◆ ASSIGNMENT
Return exactly the line that contains "Each <instance> block" and all lines beneath it in the entries, through the very last one.

◆ Stored records
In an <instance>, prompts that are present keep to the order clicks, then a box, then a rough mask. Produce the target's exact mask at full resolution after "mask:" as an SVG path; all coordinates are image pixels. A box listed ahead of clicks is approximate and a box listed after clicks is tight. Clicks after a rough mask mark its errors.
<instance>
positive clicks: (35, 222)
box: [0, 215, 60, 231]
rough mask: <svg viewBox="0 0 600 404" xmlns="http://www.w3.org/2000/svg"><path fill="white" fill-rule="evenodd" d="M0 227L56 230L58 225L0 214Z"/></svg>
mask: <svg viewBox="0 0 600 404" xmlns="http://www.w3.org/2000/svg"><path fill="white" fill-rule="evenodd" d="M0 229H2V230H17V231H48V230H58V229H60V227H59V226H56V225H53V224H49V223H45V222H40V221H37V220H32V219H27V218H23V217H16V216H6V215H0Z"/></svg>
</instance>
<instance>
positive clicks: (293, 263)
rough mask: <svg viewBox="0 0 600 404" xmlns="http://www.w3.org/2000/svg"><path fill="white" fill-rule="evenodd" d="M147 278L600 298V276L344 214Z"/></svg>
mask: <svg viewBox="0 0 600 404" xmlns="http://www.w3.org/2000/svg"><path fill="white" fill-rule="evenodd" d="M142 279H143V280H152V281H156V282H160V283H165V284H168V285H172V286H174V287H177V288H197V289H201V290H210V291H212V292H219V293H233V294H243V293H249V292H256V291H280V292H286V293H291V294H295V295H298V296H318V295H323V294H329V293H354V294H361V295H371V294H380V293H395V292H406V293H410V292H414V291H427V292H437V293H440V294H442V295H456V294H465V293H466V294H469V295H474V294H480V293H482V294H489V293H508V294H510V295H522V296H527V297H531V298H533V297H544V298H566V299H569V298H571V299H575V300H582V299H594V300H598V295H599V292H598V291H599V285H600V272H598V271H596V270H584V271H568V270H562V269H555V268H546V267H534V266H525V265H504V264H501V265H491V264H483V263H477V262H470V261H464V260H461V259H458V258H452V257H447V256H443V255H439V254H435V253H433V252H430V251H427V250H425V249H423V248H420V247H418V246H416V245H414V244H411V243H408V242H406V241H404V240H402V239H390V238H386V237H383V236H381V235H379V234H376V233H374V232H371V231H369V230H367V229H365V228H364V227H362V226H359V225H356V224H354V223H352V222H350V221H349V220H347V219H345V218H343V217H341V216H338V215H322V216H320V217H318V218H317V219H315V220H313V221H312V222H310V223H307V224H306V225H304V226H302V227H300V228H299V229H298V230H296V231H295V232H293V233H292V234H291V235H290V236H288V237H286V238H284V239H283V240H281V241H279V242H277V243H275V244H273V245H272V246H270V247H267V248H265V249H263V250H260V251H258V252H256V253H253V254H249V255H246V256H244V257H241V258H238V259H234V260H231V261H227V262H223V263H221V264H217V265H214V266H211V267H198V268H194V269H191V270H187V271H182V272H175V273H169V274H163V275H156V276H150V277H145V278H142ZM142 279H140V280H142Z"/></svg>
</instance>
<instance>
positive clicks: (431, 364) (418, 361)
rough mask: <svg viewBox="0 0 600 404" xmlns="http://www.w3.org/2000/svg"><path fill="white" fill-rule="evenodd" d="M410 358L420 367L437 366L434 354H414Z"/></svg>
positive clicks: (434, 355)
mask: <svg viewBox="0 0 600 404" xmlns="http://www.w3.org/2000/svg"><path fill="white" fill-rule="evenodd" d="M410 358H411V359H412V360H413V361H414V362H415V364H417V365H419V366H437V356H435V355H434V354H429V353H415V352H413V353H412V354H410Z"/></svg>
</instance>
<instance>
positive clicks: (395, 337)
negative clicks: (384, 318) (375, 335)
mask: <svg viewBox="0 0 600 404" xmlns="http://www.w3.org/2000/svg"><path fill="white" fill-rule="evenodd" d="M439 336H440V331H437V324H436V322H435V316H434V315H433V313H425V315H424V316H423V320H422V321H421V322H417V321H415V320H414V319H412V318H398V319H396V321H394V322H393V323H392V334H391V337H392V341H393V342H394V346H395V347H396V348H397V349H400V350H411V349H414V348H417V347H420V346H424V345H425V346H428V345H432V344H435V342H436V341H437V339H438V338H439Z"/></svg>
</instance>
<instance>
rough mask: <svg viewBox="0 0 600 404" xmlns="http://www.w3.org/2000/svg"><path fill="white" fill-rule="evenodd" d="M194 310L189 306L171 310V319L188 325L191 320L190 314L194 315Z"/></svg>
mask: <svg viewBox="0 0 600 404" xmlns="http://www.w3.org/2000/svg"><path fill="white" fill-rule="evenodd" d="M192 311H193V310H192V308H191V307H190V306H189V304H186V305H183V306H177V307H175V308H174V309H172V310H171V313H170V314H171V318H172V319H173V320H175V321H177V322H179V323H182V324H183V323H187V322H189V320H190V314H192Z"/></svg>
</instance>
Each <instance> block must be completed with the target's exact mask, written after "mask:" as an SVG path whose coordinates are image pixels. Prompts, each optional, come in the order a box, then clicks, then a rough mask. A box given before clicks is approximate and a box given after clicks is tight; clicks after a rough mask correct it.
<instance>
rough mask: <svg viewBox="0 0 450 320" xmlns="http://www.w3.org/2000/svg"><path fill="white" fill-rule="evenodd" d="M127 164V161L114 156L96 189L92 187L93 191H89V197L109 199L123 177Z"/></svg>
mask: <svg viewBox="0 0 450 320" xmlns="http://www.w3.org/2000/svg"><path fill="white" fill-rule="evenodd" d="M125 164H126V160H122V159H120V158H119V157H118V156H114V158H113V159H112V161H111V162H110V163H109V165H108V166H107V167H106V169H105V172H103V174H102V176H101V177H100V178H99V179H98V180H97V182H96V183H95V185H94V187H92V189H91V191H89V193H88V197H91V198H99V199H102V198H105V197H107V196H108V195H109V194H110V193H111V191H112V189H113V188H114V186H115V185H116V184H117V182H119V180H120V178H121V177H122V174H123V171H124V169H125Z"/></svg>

◆ SOLUTION TO THIS EXERCISE
Each <instance> block must be completed with the target's exact mask, written after "mask:" as an SVG path whose coordinates are image pixels. Prompts, each optional, come in the order a box, then clicks, then a rough mask. A box given before clicks is approximate and a box given after clicks is tight; clicks after a rough mask correct it.
<instance>
rough mask: <svg viewBox="0 0 450 320" xmlns="http://www.w3.org/2000/svg"><path fill="white" fill-rule="evenodd" d="M127 164V161L114 156L96 189L92 187L93 191H89V197L109 199L123 177Z"/></svg>
mask: <svg viewBox="0 0 450 320" xmlns="http://www.w3.org/2000/svg"><path fill="white" fill-rule="evenodd" d="M125 164H126V160H122V159H120V158H119V157H118V156H114V158H113V159H112V161H111V162H110V163H109V165H108V166H107V167H106V169H105V172H103V174H102V176H101V177H100V178H99V179H98V180H97V182H96V183H95V185H94V187H92V189H91V191H89V193H88V197H91V198H99V199H102V198H105V197H107V196H108V195H109V194H110V193H111V191H112V189H113V188H114V186H115V185H116V184H117V182H119V180H120V178H121V177H122V174H123V171H124V169H125Z"/></svg>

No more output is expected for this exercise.